[Data taken from a collection]
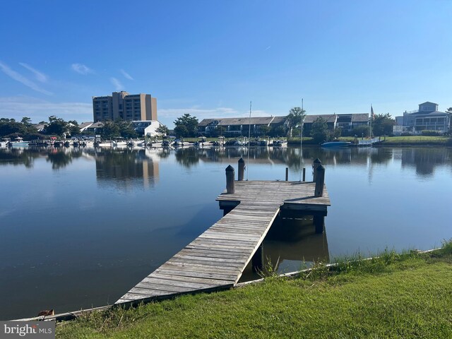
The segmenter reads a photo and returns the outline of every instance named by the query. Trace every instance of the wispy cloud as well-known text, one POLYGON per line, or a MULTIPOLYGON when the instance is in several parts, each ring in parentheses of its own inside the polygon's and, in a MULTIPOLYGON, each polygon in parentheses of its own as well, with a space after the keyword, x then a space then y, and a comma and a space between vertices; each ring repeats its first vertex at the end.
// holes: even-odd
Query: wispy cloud
POLYGON ((116 78, 110 78, 110 82, 113 84, 113 85, 116 88, 116 90, 121 90, 124 88, 124 86, 122 85, 122 83, 121 83, 121 81, 119 81, 116 78))
POLYGON ((28 64, 25 64, 25 62, 19 62, 19 65, 20 65, 23 67, 25 67, 28 71, 33 73, 35 74, 35 78, 36 78, 36 80, 37 80, 38 81, 40 81, 41 83, 47 82, 47 79, 49 77, 44 73, 43 73, 42 72, 35 69, 33 69, 31 66, 30 66, 28 64))
POLYGON ((93 73, 94 71, 90 69, 86 65, 83 64, 73 64, 71 65, 72 69, 79 74, 86 76, 87 74, 93 73))
POLYGON ((85 102, 51 102, 32 97, 0 97, 0 117, 16 120, 30 117, 33 122, 47 121, 50 115, 71 120, 93 121, 93 105, 85 102))
POLYGON ((53 94, 52 92, 49 92, 48 90, 41 88, 31 80, 25 78, 25 76, 17 73, 16 71, 10 69, 6 64, 2 63, 1 61, 0 61, 0 70, 12 79, 18 81, 19 83, 25 85, 27 87, 29 87, 36 92, 39 92, 47 95, 52 95, 53 94))
POLYGON ((122 73, 123 76, 124 76, 124 78, 126 78, 126 79, 129 80, 133 80, 133 78, 132 78, 130 74, 129 74, 126 71, 125 71, 124 69, 121 70, 121 73, 122 73))

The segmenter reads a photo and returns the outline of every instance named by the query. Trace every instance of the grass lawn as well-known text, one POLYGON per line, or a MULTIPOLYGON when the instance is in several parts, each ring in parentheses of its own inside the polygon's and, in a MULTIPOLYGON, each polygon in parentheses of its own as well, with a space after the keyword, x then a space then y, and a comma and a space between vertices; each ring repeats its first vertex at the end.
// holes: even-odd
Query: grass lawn
POLYGON ((56 338, 452 338, 452 246, 59 323, 56 338))
MULTIPOLYGON (((383 138, 381 137, 383 140, 383 138)), ((448 138, 446 136, 387 136, 383 145, 391 144, 420 144, 420 145, 446 145, 448 138)))

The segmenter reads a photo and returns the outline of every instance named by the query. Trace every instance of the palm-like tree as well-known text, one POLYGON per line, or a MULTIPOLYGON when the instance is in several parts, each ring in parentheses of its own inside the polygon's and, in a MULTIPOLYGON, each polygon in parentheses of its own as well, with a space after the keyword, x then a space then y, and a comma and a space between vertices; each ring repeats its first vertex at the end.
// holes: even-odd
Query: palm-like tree
POLYGON ((287 115, 287 126, 292 136, 292 130, 297 125, 302 126, 304 118, 306 117, 306 111, 301 107, 293 107, 289 111, 287 115))

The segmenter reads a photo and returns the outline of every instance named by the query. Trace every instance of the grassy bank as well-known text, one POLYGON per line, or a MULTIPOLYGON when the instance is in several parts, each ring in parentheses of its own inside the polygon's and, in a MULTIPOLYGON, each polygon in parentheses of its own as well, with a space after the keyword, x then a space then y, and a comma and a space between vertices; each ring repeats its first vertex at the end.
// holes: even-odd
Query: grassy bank
MULTIPOLYGON (((381 138, 383 140, 383 138, 381 138)), ((452 145, 449 138, 446 136, 387 136, 386 140, 383 141, 382 145, 452 145)))
POLYGON ((92 313, 56 338, 452 338, 452 245, 92 313))

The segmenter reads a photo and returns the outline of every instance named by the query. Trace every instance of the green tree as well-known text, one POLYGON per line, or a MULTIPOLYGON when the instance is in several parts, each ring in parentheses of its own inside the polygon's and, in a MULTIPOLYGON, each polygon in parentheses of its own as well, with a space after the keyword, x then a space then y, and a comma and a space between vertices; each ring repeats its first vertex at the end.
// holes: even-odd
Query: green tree
POLYGON ((326 141, 328 138, 328 124, 326 120, 319 117, 312 123, 311 127, 311 136, 316 143, 326 141))
POLYGON ((263 136, 268 136, 271 128, 268 125, 261 125, 259 126, 259 131, 263 136))
POLYGON ((273 125, 268 135, 270 136, 284 136, 285 135, 285 130, 284 129, 284 126, 281 125, 273 125))
POLYGON ((185 125, 178 125, 174 127, 174 134, 179 138, 188 137, 190 135, 189 129, 185 125))
POLYGON ((359 125, 357 126, 352 131, 352 133, 358 138, 369 136, 369 126, 368 125, 359 125))
POLYGON ((194 137, 198 134, 198 119, 186 113, 174 121, 174 133, 180 137, 194 137))
POLYGON ((290 109, 289 114, 287 116, 287 125, 290 131, 290 136, 292 136, 294 127, 297 125, 301 125, 304 121, 305 117, 306 111, 302 109, 301 107, 293 107, 290 109))
POLYGON ((155 129, 155 131, 159 133, 163 136, 167 136, 170 133, 170 130, 166 125, 160 125, 157 129, 155 129))
POLYGON ((393 133, 393 126, 396 121, 389 113, 386 114, 375 114, 372 121, 372 134, 374 136, 391 136, 393 133))
POLYGON ((69 133, 68 123, 61 118, 57 118, 54 115, 49 117, 49 124, 45 129, 47 134, 56 135, 65 137, 69 133))
POLYGON ((28 117, 24 117, 23 118, 22 118, 22 120, 20 121, 20 123, 25 125, 27 127, 29 127, 31 126, 31 119, 29 118, 28 117))

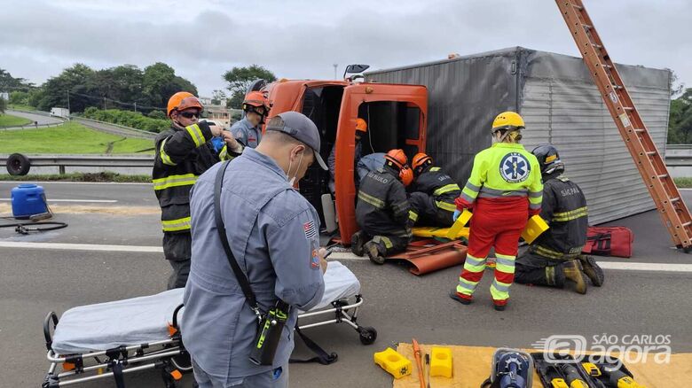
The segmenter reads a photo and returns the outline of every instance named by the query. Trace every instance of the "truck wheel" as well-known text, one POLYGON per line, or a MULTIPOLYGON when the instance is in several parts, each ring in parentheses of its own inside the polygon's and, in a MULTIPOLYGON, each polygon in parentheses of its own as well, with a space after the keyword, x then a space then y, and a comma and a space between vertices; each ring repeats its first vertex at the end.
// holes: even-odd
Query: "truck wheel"
POLYGON ((7 158, 7 172, 11 175, 26 175, 31 167, 31 160, 20 153, 13 153, 7 158))

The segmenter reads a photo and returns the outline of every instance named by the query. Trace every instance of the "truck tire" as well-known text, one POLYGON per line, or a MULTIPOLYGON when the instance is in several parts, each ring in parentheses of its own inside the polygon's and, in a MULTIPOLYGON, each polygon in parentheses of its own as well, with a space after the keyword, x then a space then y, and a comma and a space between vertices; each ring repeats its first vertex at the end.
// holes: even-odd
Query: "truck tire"
POLYGON ((7 158, 6 165, 11 175, 26 175, 31 168, 31 160, 20 153, 13 153, 7 158))

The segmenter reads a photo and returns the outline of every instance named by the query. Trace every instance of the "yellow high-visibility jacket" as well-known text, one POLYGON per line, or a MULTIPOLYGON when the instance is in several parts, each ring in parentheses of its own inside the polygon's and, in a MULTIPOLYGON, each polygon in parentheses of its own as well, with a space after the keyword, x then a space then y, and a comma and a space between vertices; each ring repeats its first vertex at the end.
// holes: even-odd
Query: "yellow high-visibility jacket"
POLYGON ((476 155, 471 176, 457 199, 457 207, 471 207, 476 198, 529 198, 529 211, 540 212, 543 183, 540 166, 522 144, 496 143, 476 155))

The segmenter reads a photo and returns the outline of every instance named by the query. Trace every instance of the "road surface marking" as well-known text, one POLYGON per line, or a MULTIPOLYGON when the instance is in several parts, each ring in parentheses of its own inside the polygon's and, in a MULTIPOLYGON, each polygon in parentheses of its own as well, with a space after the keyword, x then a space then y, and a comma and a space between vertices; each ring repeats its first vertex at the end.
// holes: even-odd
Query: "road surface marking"
POLYGON ((93 244, 62 244, 62 243, 23 243, 19 241, 0 241, 3 248, 28 249, 56 249, 63 251, 100 251, 100 252, 129 252, 138 253, 162 252, 161 246, 140 245, 100 245, 93 244))
MULTIPOLYGON (((114 204, 117 199, 47 199, 48 202, 98 202, 99 204, 114 204)), ((12 201, 11 198, 0 198, 0 201, 12 201)))
MULTIPOLYGON (((0 248, 56 249, 67 251, 128 252, 138 253, 163 252, 161 246, 143 245, 101 245, 93 244, 62 243, 24 243, 19 241, 0 241, 0 248)), ((335 252, 329 256, 332 260, 367 260, 367 256, 358 257, 350 252, 335 252)), ((599 261, 603 269, 649 272, 692 272, 692 264, 638 263, 619 261, 599 261)))
MULTIPOLYGON (((126 168, 130 168, 130 167, 126 167, 126 168)), ((131 167, 131 168, 138 168, 138 167, 131 167)), ((141 167, 141 168, 144 168, 144 167, 141 167)), ((38 183, 38 184, 139 184, 139 185, 147 184, 149 186, 152 185, 151 182, 149 182, 149 183, 143 183, 143 182, 52 182, 52 181, 46 182, 46 181, 36 181, 35 182, 38 183)), ((26 182, 23 182, 23 181, 0 181, 0 183, 12 183, 12 184, 17 183, 17 184, 21 184, 21 183, 26 183, 26 182)))

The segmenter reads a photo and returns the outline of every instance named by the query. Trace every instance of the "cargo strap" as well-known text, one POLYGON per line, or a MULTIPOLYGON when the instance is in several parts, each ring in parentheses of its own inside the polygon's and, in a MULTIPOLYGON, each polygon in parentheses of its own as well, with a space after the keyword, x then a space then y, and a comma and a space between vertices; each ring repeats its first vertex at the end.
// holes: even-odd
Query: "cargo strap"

Goal of the exercise:
Write out again every line from the start of the entries through the line containing "POLYGON ((116 78, 110", including the requests, and add 101 to each polygon coordinate in the answers. Leave the pictures out.

Solution to this task:
The segmenter reads a photo and returns the outline of every instance named by the query. Trace every instance of the wispy cloud as well-known text, one POLYGON per line, or a MULTIPOLYGON when the instance is in several parts, each ring in parentheses of its own inside the polygon's and, in a MULTIPOLYGON, each polygon in parentheses of its own as well, with a space after the keyword, x then a space then y, and a comma and a space between vertices; each ring repeats its first vertex at the end.
// holes: even-odd
Query: wispy cloud
POLYGON ((217 179, 211 179, 211 183, 214 185, 214 186, 217 189, 217 191, 222 191, 225 189, 225 187, 223 186, 223 184, 222 184, 222 182, 220 182, 217 179))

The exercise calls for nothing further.